- [Directive 1]
Answer these questions using the comments on local environmental challenges, each on its own line:
(a) Around what year was the Whitehorse Copper subdivision created?
(b) How many people were in the delegation sent to city hall to protest the sidewalk removal?
(c) At which two locations does Mississauga have the farmer's markets that are named?
- [Directive 2] List every activity that the comments on local environmental challenges say children do on sidewalks.

Here in the Durham Region of Ontario there is a long list of green obstacles:

1) unreliable and ineffective public transit 2) no bike lanes on busy and dangerous streets (if you aren't biking on the sidewalk, you're practically suicidal) 3) very limited availability of organic, locally-grown produce 4) municipal recycling rejects a distressing amount of materials 5) community apathy 6) completely insufficient funding for trail and protected land maintenance and programming 7) almost non-existent recycling programs for businesses 8) municipal composting isn't available to all residents 9) complete lack of a "green" community in which like-minded individuals can meet and take action

All this and we're also home to a great many pollution-spewing, environment-contaminating industries (cement, tires, cars, etc.). However, I think that if we could just have bike lanes it would make a huge difference. How can not using a car (for both environmental and health reasons) be promoted if the only alternatives are unsafe or can't be relied upon to get you to work on time, if at all?

Aug 22, 2012
5:41 PM

My most difficult challenge is getting around in this new country residential Whitehorse Copper subdivision which was created around 2008 in Whitehorse, Yukon. Unfortunately, there was a lack of vision on the side of the city and territorial government planners, resulting in very wide roadways and no walkways, sidewalks, anything! If I want to visit my neighbour I have to take the car for fear of being run over on the short walk over there, as you have to walk on the road. Forget about walking your dogs here

Aug 21, 2012
7:04 PM

My biggest challenge in Mississauga is getting access to local, organic foods. This city is an absolute dead-zone for farmer's markets (outside of the ones at Square One and the Streetsville GO station, which don't have much in organics, and also seem to have some sellers who aren't local farmers). Devastatingly, like so many large cities, farms are pushed further and further to the outskirts and face an incredible amount of development pressure, while issues and protests get swept under the political rug until the farmers finally sell for any number of reasons. I believe farms should be the heart of every community. What if we turned the "conventional" city core inside out? Do we really need one big bustling core to which everyone commutes, or several smaller walkable towns that are within walking/biking distance to an abundance of healthy food? Imagine eating the best local food possible while putting money back into your very own community…!

Aug 14, 2012
6:44 PM

Lack of sidewalks! The new suburb norm is sidewalks on only one side of the street. When our established neighbourhood was slated for construction, the city decided to eliminate the sidewalks on the north side — our side — to conform with "new building policies" and to save money. We organized the neighbours and sent a delegation of 30 to city hall to protest. Sidewalks encourage walking, biking, stopping by and chatting, impromptu visits. Sidewalks are where kids learn to bike, skateboard and rollerblade. Kids chalk on them. People walk their dogs on them. Sidewalks make a community. Our brand new sidewalks were laid last week and already, people are walking and neighbours are stopping by to visit.

Aug 13, 2012
5:40 PM

Plastic water bottles are making a come back it seems…not good

Aug 13, 2012
9:12 AM

I feel that Mississauga should provide green bins within the reach of residents while they are out and about. My family and I make sure we put every last and possible item in the green bin at home, however, we are forced to treat the exact same items as waste outside our home. Currently, Mississauga only provides publicly waste and recycling bins. Yet there is still a need for green bins, which I am sure is felt by many residents.

- [Entries provided]
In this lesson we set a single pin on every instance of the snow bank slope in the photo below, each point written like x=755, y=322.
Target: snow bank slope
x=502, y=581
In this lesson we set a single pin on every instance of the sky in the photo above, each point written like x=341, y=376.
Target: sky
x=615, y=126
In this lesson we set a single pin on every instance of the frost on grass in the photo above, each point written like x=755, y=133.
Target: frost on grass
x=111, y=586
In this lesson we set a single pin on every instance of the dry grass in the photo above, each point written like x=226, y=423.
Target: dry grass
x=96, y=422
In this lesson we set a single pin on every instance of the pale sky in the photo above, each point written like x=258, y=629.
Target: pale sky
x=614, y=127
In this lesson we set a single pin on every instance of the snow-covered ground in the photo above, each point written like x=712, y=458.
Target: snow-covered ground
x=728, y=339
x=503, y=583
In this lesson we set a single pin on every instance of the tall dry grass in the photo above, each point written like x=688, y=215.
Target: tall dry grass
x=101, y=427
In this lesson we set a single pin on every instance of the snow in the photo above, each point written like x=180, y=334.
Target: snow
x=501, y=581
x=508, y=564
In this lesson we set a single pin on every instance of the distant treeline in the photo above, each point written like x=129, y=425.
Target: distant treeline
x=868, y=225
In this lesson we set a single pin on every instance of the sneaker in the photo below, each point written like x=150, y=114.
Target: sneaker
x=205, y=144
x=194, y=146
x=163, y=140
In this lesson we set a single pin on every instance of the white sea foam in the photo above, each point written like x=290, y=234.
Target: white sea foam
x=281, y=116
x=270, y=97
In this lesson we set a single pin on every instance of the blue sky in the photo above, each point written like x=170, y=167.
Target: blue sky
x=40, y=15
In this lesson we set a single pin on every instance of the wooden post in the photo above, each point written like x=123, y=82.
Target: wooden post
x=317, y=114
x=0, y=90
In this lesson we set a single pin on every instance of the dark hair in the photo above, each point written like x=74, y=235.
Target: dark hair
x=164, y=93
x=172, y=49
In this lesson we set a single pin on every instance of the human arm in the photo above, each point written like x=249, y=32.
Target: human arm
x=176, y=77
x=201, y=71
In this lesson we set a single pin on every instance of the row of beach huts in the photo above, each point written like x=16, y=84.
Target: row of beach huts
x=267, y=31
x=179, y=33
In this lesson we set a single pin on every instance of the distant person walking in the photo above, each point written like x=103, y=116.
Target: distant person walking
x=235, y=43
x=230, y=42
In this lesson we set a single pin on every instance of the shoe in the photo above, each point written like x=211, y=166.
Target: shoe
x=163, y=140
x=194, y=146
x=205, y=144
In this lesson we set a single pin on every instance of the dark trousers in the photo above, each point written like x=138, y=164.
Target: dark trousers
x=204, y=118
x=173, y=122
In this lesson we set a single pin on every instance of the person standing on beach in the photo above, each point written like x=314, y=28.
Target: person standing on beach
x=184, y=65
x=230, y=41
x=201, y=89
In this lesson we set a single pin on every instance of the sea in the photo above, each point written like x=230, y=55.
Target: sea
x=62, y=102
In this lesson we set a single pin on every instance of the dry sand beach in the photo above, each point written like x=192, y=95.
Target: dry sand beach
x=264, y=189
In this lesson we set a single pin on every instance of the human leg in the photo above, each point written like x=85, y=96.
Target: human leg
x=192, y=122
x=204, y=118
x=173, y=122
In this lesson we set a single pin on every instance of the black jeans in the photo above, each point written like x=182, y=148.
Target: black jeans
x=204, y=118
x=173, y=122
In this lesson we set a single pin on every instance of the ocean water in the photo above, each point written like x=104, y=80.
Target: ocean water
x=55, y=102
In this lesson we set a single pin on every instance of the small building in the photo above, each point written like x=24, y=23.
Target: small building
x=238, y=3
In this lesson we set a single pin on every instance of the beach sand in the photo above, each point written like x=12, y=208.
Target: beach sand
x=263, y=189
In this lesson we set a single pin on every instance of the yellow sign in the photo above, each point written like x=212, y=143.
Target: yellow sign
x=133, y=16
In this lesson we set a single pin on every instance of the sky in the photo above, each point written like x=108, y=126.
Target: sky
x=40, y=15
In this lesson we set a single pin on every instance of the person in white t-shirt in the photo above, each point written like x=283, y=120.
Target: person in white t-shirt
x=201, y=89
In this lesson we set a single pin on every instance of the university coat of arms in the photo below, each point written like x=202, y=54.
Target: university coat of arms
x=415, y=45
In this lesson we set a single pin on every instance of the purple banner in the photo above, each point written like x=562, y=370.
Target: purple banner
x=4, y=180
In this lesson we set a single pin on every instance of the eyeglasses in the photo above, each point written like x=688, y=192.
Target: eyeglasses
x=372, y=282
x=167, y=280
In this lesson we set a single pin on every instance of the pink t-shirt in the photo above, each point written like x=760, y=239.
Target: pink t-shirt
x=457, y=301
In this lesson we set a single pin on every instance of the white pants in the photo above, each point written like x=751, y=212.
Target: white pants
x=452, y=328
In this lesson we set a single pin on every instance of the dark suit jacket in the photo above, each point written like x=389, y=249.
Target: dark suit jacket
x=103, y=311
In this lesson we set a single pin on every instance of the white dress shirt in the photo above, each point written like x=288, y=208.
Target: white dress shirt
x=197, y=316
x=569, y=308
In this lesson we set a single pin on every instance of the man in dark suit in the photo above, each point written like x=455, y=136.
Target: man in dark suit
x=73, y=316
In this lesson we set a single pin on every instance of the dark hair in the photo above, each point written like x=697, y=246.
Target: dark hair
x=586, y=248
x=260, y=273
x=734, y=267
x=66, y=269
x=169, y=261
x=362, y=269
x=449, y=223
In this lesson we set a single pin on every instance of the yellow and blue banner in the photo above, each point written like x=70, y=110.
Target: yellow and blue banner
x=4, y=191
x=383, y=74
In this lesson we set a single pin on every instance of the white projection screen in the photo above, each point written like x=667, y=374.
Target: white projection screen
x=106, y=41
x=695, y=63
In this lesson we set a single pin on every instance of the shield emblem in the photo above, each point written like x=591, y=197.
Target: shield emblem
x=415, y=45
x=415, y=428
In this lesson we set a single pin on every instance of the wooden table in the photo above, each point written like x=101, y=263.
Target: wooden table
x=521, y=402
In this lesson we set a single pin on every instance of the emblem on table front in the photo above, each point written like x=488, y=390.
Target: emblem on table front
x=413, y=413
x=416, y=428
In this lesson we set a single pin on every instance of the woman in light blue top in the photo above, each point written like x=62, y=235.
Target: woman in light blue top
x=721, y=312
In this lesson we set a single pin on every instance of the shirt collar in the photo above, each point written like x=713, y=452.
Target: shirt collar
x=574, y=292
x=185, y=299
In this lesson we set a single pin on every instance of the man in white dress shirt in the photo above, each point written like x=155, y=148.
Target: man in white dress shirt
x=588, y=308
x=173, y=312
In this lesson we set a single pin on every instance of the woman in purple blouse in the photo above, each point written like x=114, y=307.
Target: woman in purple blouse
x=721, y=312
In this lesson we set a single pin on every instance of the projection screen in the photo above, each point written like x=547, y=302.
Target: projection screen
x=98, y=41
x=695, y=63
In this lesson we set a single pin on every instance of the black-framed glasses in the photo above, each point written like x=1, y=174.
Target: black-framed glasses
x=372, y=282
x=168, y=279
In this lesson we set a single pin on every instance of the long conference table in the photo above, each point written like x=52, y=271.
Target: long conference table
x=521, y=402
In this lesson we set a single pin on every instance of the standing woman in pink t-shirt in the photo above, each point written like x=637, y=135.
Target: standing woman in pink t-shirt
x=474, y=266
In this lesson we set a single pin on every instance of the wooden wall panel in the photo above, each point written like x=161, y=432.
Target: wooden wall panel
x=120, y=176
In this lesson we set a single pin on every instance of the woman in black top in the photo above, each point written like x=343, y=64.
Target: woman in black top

- [Exercise answer 1]
(a) Around 2008.
(b) 30.
(c) Square One and the Streetsville GO station.

- [Exercise answer 2]
- Learning to bike
- Learning to skateboard
- Learning to rollerblade
- Chalking on them